[SELECTED TEXT]
I tried peeling the skin off the corner (to see how far down the separating was going) and now it's all wrinkly, so I am not going to bother trying to salvage the skin. Time to head to DecalGirl for a new one, I guess!

I didn't get into any discussion of whether this is a common problem or not. In fact, we didn't have much of a discussion at all!

L


----------



## Angela (Nov 2, 2008)

So sorry to hear about your kindle, but glad you have a new one on the way!


----------



## AnelaBelladonna (Apr 8, 2009)

Keep us informed as to the condition of the new one.  Any loose corners?  Does it fade in the sun?  Inquiring minds want to know.


----------



## mwvickers (Jan 26, 2009)

AnelaBelladonna said:


> Inquiring minds want to know.


And so do ours!


----------



## meljackson (Nov 19, 2008)

Awww. I'm glad you are getting a new one but I can understand that maybe you don't *want* a new one! I have mine exactly how I want it. The skin, the screensavers, the font etc. Plus I've been very happy with mine from day one. I've never had the lighter font problem. I think I got the perfect kindle on the first try. I hope nothing ever happens to mine.

Melissa


----------



## Kathy (Nov 5, 2008)

Good luck with your new Kindle. I'm really glad I waited awhile for mine. I have been reading all of the threads with K2 issues. Better believe I will be giving it a good look over and sun testing first thing. I'm thinking about taking some pictures of just how it looks when I get it, so that I have something to compare if I think I have a problem. After all, we take pictures of everything in our house at the beginning of hurricane season.


----------



## Neversleepsawink;) (Dec 16, 2008)

Glad to hear you are getting a new one...maybe there is a different skin that caught your eye?


----------



## Leslie (Apr 7, 2008)

meljackson said:


> Awww. I'm glad you are getting a new one but I can understand that maybe you don't *want* a new one! I have mine exactly how I want it. The skin, the screensavers, the font etc. Plus I've been very happy with mine from day one. I've never had the lighter font problem. I think I got the perfect kindle on the first try. I hope nothing ever happens to mine.

[GIVEN TASK] Copy the Kindle thread word for word, starting at "Good luck with" and going up to and including "of hurricane season.". The rows that come next are separate material and have nothing to do with the Kindle thread.

[MATERIAL SHOWN]

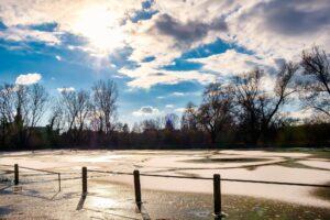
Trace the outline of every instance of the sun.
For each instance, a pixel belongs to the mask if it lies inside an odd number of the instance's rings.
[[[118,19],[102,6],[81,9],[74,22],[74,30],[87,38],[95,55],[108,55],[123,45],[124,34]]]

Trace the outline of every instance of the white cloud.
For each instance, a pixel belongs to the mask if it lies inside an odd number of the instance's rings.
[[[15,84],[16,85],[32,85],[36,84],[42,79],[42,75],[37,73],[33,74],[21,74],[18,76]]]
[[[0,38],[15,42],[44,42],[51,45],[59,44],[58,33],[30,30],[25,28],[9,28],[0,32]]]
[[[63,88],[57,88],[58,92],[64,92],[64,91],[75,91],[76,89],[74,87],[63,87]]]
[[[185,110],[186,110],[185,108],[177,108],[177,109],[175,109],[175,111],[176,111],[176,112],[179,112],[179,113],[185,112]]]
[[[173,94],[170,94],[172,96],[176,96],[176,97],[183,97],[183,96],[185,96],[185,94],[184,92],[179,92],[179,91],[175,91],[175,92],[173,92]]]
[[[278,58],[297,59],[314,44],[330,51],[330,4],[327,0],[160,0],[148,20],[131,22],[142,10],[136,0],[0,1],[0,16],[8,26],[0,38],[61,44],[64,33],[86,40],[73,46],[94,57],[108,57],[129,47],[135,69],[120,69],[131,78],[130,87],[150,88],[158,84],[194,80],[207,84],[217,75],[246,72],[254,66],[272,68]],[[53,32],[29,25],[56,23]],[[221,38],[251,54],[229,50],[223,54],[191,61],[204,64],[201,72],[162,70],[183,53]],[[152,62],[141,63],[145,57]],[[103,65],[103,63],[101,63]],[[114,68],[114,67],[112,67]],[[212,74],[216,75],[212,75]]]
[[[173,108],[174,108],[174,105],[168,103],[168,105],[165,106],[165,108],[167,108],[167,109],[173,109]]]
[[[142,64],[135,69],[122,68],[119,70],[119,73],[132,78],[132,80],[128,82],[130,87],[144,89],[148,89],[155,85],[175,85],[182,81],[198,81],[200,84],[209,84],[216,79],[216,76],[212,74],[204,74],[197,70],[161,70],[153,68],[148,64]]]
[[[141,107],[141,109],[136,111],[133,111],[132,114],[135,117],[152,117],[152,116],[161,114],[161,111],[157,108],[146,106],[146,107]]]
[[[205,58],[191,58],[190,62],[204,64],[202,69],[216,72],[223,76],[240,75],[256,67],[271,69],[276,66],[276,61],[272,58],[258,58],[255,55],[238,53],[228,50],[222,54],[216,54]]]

* * *

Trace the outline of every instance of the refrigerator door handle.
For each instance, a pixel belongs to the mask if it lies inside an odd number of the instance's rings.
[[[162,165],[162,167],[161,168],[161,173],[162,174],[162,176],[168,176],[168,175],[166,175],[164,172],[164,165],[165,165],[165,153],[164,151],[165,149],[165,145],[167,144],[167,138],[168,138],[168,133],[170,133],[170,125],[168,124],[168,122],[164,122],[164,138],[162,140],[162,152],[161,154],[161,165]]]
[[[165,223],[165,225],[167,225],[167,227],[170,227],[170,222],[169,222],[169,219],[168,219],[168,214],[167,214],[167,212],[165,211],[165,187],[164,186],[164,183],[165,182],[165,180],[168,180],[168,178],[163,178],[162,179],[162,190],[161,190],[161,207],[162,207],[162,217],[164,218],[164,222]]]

--

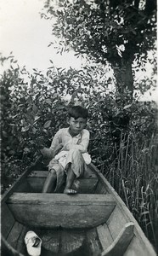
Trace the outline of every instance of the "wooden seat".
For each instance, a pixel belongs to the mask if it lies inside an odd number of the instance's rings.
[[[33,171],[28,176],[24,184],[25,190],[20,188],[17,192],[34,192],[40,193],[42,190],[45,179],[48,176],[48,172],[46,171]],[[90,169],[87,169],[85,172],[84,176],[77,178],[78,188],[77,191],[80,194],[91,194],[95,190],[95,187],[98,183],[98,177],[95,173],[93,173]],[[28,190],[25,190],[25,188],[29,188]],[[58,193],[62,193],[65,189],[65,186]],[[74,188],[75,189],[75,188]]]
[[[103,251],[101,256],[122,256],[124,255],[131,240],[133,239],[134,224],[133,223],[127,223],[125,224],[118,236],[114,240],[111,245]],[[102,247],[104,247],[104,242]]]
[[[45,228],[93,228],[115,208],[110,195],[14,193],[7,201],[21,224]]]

[CORRECT RESULT]
Good luck with your new Kindle. I'm really glad I waited awhile for mine. I have been reading all of the threads with K2 issues. Better believe I will be giving it a good look over and sun testing first thing. I'm thinking about taking some pictures of just how it looks when I get it, so that I have something to compare if I think I have a problem. After all, we take pictures of everything in our house at the beginning of hurricane season.